-- DATA TO USE follows --
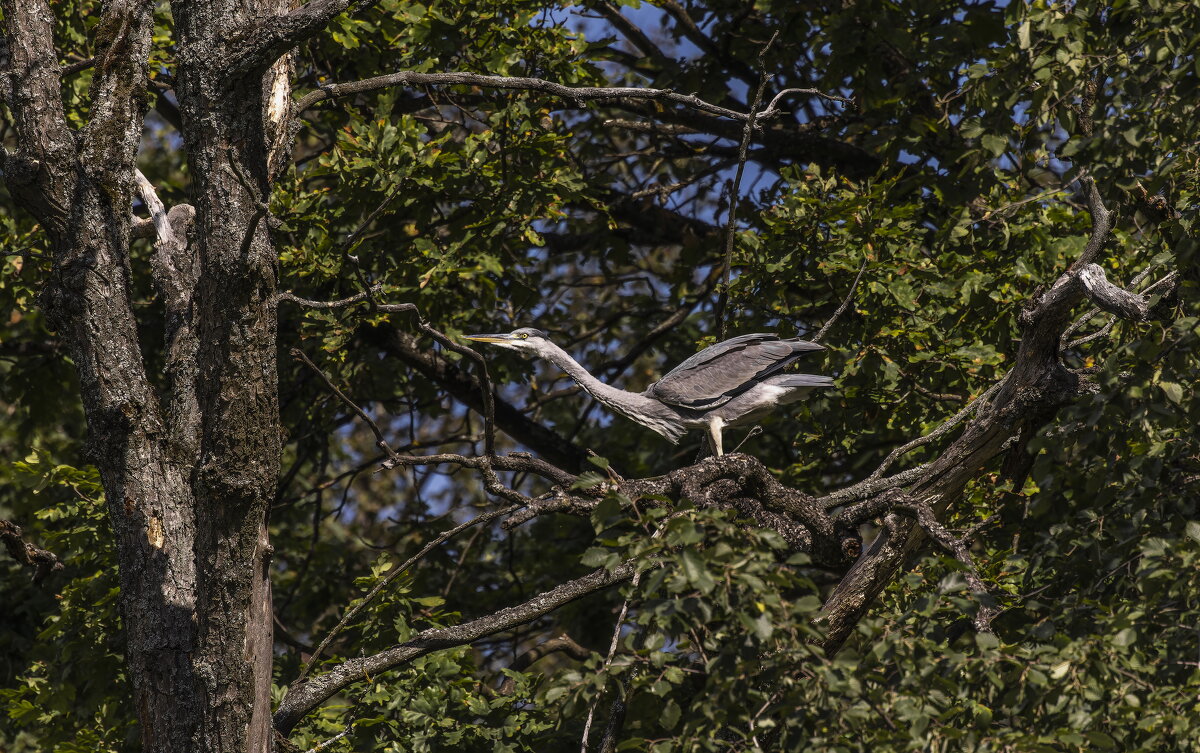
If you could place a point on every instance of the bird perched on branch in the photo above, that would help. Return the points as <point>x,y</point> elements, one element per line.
<point>729,384</point>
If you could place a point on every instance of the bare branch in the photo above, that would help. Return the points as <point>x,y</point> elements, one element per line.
<point>941,431</point>
<point>575,94</point>
<point>1113,299</point>
<point>736,191</point>
<point>361,414</point>
<point>42,561</point>
<point>562,643</point>
<point>771,112</point>
<point>306,696</point>
<point>327,305</point>
<point>958,549</point>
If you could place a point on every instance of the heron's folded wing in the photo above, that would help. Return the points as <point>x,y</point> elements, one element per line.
<point>715,374</point>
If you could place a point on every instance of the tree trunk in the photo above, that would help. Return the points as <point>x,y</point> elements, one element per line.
<point>189,474</point>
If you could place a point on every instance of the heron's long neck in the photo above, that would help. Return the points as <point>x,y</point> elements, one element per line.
<point>612,397</point>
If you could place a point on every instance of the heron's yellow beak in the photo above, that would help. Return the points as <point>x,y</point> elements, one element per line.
<point>489,338</point>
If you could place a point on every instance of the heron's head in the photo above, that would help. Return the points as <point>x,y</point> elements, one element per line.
<point>527,341</point>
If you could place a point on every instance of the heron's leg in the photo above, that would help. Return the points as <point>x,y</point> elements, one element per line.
<point>755,432</point>
<point>714,434</point>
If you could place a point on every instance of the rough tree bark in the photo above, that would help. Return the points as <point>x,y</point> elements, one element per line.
<point>189,473</point>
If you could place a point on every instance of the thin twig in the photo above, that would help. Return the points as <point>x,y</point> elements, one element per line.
<point>324,305</point>
<point>375,427</point>
<point>771,112</point>
<point>845,303</point>
<point>731,226</point>
<point>485,379</point>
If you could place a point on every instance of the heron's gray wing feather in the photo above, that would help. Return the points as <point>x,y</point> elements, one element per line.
<point>720,372</point>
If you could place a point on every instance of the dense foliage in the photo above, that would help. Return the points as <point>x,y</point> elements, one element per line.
<point>953,181</point>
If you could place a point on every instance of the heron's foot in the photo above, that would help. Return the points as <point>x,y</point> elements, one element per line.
<point>754,432</point>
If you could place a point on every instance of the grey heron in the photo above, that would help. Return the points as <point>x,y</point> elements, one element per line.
<point>733,383</point>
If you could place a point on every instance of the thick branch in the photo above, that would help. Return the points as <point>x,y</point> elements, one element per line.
<point>305,697</point>
<point>1036,386</point>
<point>1110,297</point>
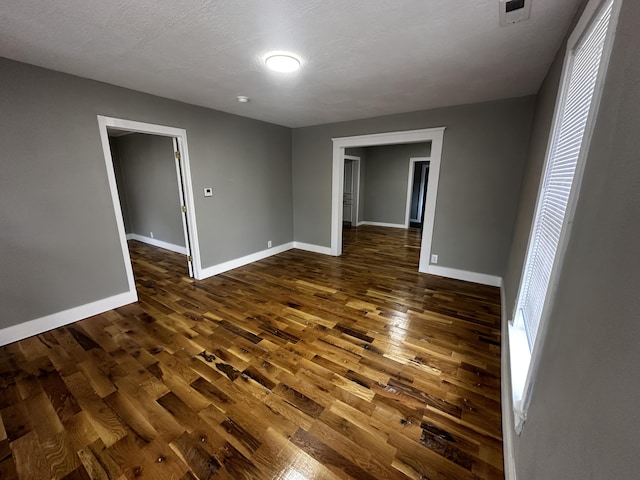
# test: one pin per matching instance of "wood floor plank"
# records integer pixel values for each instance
(299, 366)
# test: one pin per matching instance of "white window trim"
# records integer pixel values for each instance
(531, 363)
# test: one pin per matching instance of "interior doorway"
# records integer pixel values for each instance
(351, 191)
(433, 135)
(183, 188)
(417, 191)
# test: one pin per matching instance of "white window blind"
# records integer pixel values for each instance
(560, 169)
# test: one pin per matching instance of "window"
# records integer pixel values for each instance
(584, 68)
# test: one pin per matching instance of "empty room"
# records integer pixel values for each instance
(307, 240)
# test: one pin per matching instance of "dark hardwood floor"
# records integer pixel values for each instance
(300, 366)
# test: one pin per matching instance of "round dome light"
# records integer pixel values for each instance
(282, 62)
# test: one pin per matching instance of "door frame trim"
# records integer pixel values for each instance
(433, 135)
(180, 135)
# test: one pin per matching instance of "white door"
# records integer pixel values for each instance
(347, 197)
(183, 204)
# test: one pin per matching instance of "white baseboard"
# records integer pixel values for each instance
(475, 277)
(239, 262)
(382, 224)
(158, 243)
(312, 248)
(507, 398)
(59, 319)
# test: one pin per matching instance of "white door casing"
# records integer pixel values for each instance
(433, 135)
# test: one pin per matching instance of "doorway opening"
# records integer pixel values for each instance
(417, 191)
(351, 191)
(178, 230)
(433, 135)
-- DATA TO USE concluded --
(DIRECTIONS FOR THIS TASK):
From the data above, copy each line that has the string "white".

(EXERCISE ANSWER):
# test: one pin per matching instance of "white window trim"
# test: one pin per matching instance of "white window blind"
# test: one pin per matching instance of "white door"
# test: one pin per matching instance of "white baseboard"
# test: one pin per matching instance of "white door casing"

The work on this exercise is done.